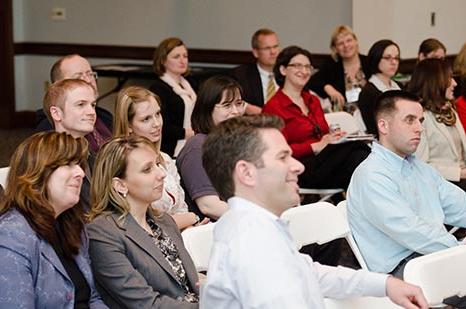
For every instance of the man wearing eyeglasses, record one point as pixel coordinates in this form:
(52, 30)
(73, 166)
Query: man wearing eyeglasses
(76, 67)
(256, 79)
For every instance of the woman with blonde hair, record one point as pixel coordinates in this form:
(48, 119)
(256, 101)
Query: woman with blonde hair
(137, 112)
(175, 92)
(342, 77)
(137, 253)
(43, 246)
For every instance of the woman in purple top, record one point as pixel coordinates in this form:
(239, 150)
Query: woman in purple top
(219, 99)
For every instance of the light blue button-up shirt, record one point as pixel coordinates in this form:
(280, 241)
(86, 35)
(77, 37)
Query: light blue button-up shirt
(254, 263)
(397, 206)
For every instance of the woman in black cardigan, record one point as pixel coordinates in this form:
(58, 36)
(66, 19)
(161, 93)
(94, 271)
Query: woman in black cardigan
(342, 77)
(175, 92)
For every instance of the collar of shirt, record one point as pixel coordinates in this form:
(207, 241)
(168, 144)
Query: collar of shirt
(240, 203)
(381, 86)
(392, 158)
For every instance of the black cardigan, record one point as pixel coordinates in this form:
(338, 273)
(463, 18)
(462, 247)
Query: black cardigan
(333, 73)
(172, 113)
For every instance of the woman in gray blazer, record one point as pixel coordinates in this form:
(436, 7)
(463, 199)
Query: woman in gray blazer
(138, 256)
(443, 140)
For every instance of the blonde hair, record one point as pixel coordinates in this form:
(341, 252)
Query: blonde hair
(57, 94)
(340, 29)
(124, 112)
(112, 161)
(459, 66)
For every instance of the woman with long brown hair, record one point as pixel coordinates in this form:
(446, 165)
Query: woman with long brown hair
(43, 246)
(443, 141)
(176, 93)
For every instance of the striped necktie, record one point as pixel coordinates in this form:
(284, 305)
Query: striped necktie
(270, 88)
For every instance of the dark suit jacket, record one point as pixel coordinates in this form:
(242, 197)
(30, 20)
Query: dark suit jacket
(32, 275)
(172, 113)
(249, 78)
(333, 73)
(130, 270)
(366, 104)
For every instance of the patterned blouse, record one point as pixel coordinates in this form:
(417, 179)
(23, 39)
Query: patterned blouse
(172, 200)
(169, 250)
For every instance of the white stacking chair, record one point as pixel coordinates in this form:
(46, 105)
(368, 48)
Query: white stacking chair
(319, 223)
(198, 241)
(440, 274)
(3, 175)
(345, 120)
(349, 238)
(360, 303)
(325, 194)
(347, 123)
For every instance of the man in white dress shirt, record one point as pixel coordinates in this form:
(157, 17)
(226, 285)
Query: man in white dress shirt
(254, 262)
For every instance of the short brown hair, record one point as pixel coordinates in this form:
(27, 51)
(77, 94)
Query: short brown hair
(209, 95)
(56, 73)
(31, 166)
(257, 34)
(56, 94)
(385, 102)
(430, 81)
(429, 45)
(161, 52)
(235, 139)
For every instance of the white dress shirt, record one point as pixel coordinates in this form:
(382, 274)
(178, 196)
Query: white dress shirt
(265, 76)
(254, 263)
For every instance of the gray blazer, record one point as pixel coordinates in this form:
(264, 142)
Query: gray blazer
(438, 149)
(130, 270)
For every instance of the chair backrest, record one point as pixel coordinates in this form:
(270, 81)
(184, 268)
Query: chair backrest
(198, 241)
(349, 238)
(440, 275)
(3, 175)
(315, 223)
(345, 120)
(359, 303)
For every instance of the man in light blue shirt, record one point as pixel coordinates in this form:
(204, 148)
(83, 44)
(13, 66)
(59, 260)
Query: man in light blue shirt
(254, 262)
(397, 204)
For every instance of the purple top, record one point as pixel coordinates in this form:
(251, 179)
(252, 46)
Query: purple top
(195, 181)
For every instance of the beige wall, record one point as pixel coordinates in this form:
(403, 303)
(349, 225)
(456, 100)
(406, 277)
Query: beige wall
(407, 22)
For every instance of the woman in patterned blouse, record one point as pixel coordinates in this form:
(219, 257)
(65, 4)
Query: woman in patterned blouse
(137, 253)
(137, 112)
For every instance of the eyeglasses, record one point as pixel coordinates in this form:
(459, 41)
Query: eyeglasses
(238, 104)
(391, 58)
(300, 66)
(268, 48)
(85, 75)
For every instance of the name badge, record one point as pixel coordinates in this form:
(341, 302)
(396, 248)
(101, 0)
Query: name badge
(352, 95)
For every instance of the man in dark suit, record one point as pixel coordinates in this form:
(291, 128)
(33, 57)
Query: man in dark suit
(256, 79)
(75, 66)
****************
Reproduce the listing exactly. The pictures are to be omitted.

§ **OUTPUT OF THE EXERCISE**:
For every instance of the man wearing eyeglasses, record one point as pixel coordinates in this form:
(52, 30)
(73, 166)
Query: man wearing eyeglasses
(76, 67)
(256, 79)
For every instance of the woman with blonde hair, record one point as pixel coordinates in this form:
(48, 119)
(256, 101)
Query: woman with blonde hair
(137, 112)
(175, 92)
(342, 77)
(137, 253)
(43, 246)
For every instance of the woman in purple top, record one point as pixel coordinates in this form:
(239, 150)
Query: woman in purple top
(219, 99)
For every instance of the light blue button-up shirt, record one point as pixel coordinates in this form:
(280, 241)
(86, 35)
(77, 37)
Query: light blue button-up shirt
(254, 263)
(397, 206)
For every instance of the woman in black cardigan, record one point as pixel coordinates in this form:
(58, 36)
(66, 19)
(161, 93)
(94, 271)
Query: woman in black cardigan
(342, 77)
(175, 92)
For every instance of the collar of shirt, record one point as pixel coordinates in this form:
(207, 241)
(168, 144)
Query: collar of shirt
(240, 203)
(381, 86)
(392, 158)
For every instance of the black cardigan, record one point as pixel coordinates in this form:
(338, 273)
(463, 18)
(462, 247)
Query: black cardigan
(333, 73)
(172, 113)
For every instance of the woman in gray blazer, record one point as pixel coordinates in this form:
(436, 7)
(463, 199)
Query: woman in gray blazer
(138, 256)
(443, 140)
For every instance of the blonde hair, record one point as pixel coordinates in this form:
(341, 252)
Query: blonde hair
(57, 94)
(340, 29)
(124, 112)
(112, 161)
(459, 66)
For every instance of the woman with long brown hair, record one point as pixel coordinates in this form:
(446, 165)
Query: woman with long brown hair
(43, 246)
(443, 141)
(176, 93)
For every instance of the striped necktie, record one point as pixel coordinates in this form:
(284, 305)
Query: striped necktie
(270, 88)
For every instance of the dark suit jacket, record one point as pixel coordinates in this form:
(242, 197)
(30, 20)
Query: dark suit jacket
(32, 275)
(172, 113)
(249, 78)
(333, 73)
(130, 270)
(366, 104)
For every instance of the patterned blouse, record one point as pixel coordinates in this form:
(417, 179)
(23, 39)
Query: patterned blouse
(172, 200)
(169, 250)
For every instance of the white stacking chair, record one point as pixel coordinates in this form:
(46, 105)
(368, 48)
Query: white stacking chair
(319, 223)
(198, 241)
(440, 274)
(3, 175)
(345, 120)
(349, 238)
(360, 303)
(325, 194)
(347, 123)
For every instance of the man in white dress shirt, record one point as pixel coordinates in this form:
(157, 17)
(226, 285)
Query: man in white dress shirt
(254, 262)
For every instance of the short brown hair, record one point as pixel coordinates in this form:
(27, 51)
(77, 94)
Query: short brown hair
(209, 95)
(56, 73)
(31, 166)
(257, 34)
(56, 94)
(385, 102)
(430, 81)
(429, 45)
(161, 52)
(235, 139)
For every instance of the white dress shirt, record one point as pixel coordinates in this form:
(382, 274)
(178, 196)
Query: white dress shirt
(265, 76)
(254, 263)
For every instance of the gray blazer, record one point as pixel coordinates in this form:
(264, 142)
Query: gray blazer
(438, 149)
(130, 270)
For every instance of the chair backrest, record one point as pixel coordinates in this form:
(270, 81)
(184, 268)
Query: chair backrest
(198, 241)
(349, 238)
(440, 275)
(3, 175)
(315, 223)
(345, 120)
(359, 303)
For every instance of the man in light blue shirt, record one point as pixel coordinates in this form:
(204, 148)
(83, 44)
(13, 66)
(59, 260)
Query: man in light blue shirt
(254, 262)
(397, 204)
For every instance of the purple top, record one point as pixel coordinates in this form:
(251, 179)
(252, 46)
Query: purple top
(195, 181)
For every instance of the beige wall, record one point as pixel coordinates in this form:
(403, 303)
(349, 225)
(456, 100)
(406, 277)
Query: beige wall
(407, 22)
For every instance of the woman in patterned blouse, record one point as pixel coordinates in this form:
(219, 257)
(65, 4)
Query: woman in patterned blouse
(137, 253)
(137, 112)
For every instance of the eyeglasses, record one point as pixel coordinates in this form:
(459, 41)
Query: eyeglasses
(238, 104)
(391, 58)
(300, 66)
(268, 48)
(85, 75)
For every instance of the name badge, record one point as pixel coordinates in this form:
(341, 302)
(396, 248)
(101, 0)
Query: name badge
(352, 95)
For every instance of the man in dark suit, record one point as pixel coordinates in this form:
(291, 128)
(33, 57)
Query: man in dark suit
(256, 79)
(75, 66)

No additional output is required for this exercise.